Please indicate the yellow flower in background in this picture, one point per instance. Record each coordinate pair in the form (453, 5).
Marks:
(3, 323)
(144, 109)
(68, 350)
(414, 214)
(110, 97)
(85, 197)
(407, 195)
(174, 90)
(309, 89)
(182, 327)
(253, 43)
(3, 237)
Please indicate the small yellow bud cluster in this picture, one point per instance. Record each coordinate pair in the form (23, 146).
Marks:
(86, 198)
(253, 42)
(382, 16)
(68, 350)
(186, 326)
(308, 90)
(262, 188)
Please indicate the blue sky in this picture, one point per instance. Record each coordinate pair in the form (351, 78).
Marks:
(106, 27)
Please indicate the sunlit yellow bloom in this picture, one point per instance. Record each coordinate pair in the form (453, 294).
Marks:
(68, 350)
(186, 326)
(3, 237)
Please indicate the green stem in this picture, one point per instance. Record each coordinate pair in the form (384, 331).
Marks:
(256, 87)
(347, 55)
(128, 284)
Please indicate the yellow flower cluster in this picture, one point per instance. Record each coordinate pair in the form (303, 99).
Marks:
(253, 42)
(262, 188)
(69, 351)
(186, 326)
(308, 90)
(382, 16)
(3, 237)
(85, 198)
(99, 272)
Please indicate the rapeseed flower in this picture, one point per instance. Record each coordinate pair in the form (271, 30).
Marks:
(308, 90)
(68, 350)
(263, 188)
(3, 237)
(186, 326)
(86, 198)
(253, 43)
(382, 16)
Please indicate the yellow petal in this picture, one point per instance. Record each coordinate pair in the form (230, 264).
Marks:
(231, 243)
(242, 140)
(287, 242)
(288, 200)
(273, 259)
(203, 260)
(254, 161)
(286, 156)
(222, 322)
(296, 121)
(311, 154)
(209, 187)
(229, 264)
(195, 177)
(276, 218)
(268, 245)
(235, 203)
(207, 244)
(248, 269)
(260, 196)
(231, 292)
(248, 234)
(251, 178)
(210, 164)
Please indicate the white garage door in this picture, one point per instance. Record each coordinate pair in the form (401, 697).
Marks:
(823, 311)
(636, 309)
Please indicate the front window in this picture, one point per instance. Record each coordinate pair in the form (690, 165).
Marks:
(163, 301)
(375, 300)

**The exercise:**
Rewrite all of the records above as a numbered list, one line per item, leaving out any blank lines.

**Problem solution:**
1. Please indicate the yellow flower in background in this picture, one point per instance. Record each coordinate pair in the form (453, 5).
2. Marks:
3. (3, 323)
4. (144, 109)
5. (68, 350)
6. (414, 214)
7. (110, 97)
8. (85, 197)
9. (407, 195)
10. (174, 90)
11. (309, 89)
12. (182, 327)
13. (253, 43)
14. (3, 237)
15. Please indicate the small yellow bud cluster in this picture, one point per instance. Record each coordinate pair in the form (23, 146).
16. Marks:
17. (86, 198)
18. (253, 42)
19. (382, 16)
20. (68, 350)
21. (186, 326)
22. (308, 90)
23. (262, 188)
24. Please indicate the blue sky in this picture, one point per instance. Record each coordinate pair in the form (351, 78).
25. Marks:
26. (106, 27)
27. Please indicate the sunlit yellow bloom in this picture, one point per instance. Record each coordinate pair in the form (453, 294).
28. Marks:
29. (68, 350)
30. (186, 326)
31. (3, 237)
32. Please indicate the green stem in this picture, one point per instance. Record each coordinate pair in the form (384, 331).
33. Marks:
34. (256, 87)
35. (347, 55)
36. (128, 284)
37. Please indicate the yellow flower cluster in this picture, one point per instance. Record each coordinate pair in the form (303, 99).
38. Marks:
39. (253, 42)
40. (262, 188)
41. (69, 351)
42. (186, 326)
43. (308, 90)
44. (382, 16)
45. (3, 237)
46. (85, 198)
47. (99, 272)
48. Please indicate the rapeseed flower in this picture, one point per instance. Record each coordinate pair in the form (271, 30).
49. Marks:
50. (308, 90)
51. (68, 350)
52. (263, 188)
53. (3, 237)
54. (186, 326)
55. (86, 198)
56. (253, 43)
57. (382, 16)
58. Please indicate the yellow petal in this picture, one point per instance. Record each coordinate pair in the form (230, 264).
59. Marks:
60. (231, 243)
61. (242, 140)
62. (287, 242)
63. (288, 200)
64. (273, 259)
65. (203, 260)
66. (254, 161)
67. (286, 156)
68. (222, 322)
69. (296, 121)
70. (311, 154)
71. (209, 187)
72. (229, 264)
73. (195, 177)
74. (276, 218)
75. (268, 245)
76. (235, 203)
77. (207, 244)
78. (248, 269)
79. (260, 196)
80. (231, 292)
81. (248, 234)
82. (251, 178)
83. (210, 164)
84. Please indicate the white garage door in this picture, one point per instance. Record each coordinate pair in the form (401, 697).
85. Marks:
86. (823, 311)
87. (636, 309)
88. Please indicate the front window in this picture, one point per instance. Record each coordinate pair in the form (690, 165).
89. Marks:
90. (163, 301)
91. (375, 300)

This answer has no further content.